(Referring expression pointing data)
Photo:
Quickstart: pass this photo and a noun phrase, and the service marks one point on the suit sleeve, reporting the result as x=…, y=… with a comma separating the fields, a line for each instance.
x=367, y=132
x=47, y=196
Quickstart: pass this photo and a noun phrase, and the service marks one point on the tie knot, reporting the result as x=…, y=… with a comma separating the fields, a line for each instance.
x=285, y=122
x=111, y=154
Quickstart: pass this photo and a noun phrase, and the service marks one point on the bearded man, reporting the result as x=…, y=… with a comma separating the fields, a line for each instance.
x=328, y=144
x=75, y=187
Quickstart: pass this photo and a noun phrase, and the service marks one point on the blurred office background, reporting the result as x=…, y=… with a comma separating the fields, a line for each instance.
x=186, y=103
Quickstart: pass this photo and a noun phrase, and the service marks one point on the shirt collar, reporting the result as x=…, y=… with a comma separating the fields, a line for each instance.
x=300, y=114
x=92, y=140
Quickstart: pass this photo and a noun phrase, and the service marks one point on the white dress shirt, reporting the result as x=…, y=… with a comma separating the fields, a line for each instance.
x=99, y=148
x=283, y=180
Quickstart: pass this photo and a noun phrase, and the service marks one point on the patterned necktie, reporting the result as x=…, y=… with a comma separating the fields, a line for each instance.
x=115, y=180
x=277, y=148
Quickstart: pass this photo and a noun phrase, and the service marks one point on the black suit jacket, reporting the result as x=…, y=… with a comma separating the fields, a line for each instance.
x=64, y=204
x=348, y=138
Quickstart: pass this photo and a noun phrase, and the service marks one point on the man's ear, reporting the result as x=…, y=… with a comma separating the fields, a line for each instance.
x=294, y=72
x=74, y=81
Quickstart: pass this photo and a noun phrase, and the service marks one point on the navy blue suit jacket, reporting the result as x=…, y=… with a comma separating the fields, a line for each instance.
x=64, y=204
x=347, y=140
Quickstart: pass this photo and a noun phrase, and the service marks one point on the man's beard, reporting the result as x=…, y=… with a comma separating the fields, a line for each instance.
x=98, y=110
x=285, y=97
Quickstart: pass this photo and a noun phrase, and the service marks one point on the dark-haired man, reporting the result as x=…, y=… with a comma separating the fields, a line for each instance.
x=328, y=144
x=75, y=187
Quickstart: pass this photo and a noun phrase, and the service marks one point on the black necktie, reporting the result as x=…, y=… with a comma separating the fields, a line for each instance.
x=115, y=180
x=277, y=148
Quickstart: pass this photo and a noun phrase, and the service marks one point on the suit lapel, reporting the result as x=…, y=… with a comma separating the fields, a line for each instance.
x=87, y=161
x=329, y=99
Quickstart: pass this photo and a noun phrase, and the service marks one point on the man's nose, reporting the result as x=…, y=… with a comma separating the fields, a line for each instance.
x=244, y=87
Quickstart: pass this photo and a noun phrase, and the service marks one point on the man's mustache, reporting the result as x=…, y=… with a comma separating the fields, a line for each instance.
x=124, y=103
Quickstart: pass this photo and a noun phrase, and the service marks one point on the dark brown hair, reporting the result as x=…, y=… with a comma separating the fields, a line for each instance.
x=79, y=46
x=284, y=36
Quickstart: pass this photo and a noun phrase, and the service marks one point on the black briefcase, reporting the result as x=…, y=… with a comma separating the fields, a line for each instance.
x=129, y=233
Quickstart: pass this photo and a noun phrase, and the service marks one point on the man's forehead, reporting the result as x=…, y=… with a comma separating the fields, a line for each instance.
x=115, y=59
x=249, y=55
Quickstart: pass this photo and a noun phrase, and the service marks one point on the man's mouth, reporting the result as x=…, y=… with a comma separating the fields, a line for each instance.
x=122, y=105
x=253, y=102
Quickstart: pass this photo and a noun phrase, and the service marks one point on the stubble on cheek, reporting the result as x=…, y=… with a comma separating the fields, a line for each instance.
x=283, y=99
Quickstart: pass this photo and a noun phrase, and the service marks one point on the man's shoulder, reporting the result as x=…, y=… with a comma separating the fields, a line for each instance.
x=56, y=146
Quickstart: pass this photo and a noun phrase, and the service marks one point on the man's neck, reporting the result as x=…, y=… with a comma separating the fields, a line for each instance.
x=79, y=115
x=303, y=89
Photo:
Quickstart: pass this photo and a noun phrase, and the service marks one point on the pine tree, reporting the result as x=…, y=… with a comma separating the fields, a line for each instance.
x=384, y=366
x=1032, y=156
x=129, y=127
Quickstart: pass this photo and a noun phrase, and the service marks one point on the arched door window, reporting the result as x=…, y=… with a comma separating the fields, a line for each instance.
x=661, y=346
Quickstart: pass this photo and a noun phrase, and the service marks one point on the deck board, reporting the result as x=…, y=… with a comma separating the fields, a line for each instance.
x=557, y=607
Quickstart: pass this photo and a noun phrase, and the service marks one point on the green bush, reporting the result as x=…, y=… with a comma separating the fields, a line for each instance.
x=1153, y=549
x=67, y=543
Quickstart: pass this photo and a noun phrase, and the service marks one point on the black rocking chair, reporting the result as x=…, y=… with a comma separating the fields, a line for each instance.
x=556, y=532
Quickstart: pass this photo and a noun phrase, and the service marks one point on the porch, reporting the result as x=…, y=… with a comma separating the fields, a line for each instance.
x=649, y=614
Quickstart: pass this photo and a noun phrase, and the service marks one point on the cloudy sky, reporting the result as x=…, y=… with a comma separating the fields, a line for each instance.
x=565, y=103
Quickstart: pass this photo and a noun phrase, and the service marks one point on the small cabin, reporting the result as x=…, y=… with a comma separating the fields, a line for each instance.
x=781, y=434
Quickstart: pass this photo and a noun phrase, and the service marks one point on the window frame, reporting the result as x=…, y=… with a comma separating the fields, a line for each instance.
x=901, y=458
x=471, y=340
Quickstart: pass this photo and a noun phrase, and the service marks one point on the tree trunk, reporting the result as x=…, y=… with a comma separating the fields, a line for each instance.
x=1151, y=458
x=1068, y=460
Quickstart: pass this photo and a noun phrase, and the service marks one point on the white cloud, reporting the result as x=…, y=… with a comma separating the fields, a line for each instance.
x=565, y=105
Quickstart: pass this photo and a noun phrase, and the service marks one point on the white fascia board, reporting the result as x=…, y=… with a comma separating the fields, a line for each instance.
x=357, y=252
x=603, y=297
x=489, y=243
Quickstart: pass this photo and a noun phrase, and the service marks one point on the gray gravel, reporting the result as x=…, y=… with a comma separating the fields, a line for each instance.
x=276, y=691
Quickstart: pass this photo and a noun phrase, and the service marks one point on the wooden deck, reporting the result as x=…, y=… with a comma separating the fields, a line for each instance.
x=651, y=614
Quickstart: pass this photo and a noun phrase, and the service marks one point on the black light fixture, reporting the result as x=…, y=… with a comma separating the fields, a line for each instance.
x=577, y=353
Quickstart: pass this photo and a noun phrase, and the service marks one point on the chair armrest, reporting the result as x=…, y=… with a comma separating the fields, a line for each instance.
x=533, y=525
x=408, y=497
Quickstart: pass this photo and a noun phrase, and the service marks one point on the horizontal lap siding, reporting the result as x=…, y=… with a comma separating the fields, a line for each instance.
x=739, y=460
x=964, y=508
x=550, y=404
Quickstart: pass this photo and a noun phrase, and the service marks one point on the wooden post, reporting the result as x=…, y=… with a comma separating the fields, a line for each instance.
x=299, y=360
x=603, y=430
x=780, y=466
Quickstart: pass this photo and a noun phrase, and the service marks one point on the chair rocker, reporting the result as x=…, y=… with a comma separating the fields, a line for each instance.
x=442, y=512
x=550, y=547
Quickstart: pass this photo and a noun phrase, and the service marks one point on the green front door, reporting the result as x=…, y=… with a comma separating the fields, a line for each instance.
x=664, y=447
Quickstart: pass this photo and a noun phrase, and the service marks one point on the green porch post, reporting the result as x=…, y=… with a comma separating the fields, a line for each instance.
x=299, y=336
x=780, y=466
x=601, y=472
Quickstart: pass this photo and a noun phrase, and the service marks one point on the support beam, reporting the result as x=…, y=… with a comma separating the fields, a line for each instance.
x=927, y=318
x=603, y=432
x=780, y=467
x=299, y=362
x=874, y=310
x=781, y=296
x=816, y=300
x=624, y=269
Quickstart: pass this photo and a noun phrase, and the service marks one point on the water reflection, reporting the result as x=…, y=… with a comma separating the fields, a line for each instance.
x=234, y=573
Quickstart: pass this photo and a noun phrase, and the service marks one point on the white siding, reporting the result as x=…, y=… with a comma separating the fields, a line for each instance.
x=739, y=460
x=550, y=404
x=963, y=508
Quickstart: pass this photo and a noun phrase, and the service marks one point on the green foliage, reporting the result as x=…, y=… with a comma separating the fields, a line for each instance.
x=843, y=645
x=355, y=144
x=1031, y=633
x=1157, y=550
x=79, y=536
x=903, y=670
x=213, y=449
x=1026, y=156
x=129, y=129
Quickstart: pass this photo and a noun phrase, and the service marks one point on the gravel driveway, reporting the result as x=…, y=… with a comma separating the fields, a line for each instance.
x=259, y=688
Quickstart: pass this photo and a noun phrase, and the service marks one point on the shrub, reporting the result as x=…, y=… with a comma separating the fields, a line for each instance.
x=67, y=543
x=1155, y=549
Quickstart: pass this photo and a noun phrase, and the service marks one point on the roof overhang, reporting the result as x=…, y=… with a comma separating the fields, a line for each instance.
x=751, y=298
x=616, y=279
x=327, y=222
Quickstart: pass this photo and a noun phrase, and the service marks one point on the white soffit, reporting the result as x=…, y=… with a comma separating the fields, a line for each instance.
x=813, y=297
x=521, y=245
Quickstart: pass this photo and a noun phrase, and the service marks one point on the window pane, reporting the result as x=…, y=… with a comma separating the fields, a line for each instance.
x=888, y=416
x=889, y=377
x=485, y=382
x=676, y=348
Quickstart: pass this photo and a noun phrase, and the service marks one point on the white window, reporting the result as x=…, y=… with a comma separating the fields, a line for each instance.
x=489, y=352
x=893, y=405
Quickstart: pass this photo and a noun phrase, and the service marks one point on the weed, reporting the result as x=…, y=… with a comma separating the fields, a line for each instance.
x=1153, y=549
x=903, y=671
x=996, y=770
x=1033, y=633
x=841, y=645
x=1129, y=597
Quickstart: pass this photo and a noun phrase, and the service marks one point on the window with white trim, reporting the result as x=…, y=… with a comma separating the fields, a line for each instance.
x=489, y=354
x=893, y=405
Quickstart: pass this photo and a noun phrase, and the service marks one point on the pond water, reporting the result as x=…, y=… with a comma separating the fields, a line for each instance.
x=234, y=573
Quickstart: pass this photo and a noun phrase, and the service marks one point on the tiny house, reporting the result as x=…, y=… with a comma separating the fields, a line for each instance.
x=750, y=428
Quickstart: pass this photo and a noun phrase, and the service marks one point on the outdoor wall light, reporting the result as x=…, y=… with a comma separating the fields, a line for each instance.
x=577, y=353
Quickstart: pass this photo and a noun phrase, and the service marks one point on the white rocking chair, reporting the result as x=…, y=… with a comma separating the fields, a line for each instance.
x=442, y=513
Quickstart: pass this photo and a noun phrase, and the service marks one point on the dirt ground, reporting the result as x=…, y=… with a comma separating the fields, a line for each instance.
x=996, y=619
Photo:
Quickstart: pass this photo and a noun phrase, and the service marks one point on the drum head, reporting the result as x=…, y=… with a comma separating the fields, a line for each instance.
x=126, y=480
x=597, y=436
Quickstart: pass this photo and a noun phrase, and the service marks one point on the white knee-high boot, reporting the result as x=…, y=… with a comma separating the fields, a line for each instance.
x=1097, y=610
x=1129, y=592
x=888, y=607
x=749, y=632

### What the task asks
Exactly the lines from the one containing "the white knee-high" through the final line of the records above are needed, copied word for word.

### Task result
Quickstart: pass this photo and a noun phrase, and the service marks one point on the white knee-high boot, reporting the result as x=…, y=… with a comma separating the fields, a line for each instance.
x=1097, y=610
x=1129, y=592
x=888, y=607
x=749, y=632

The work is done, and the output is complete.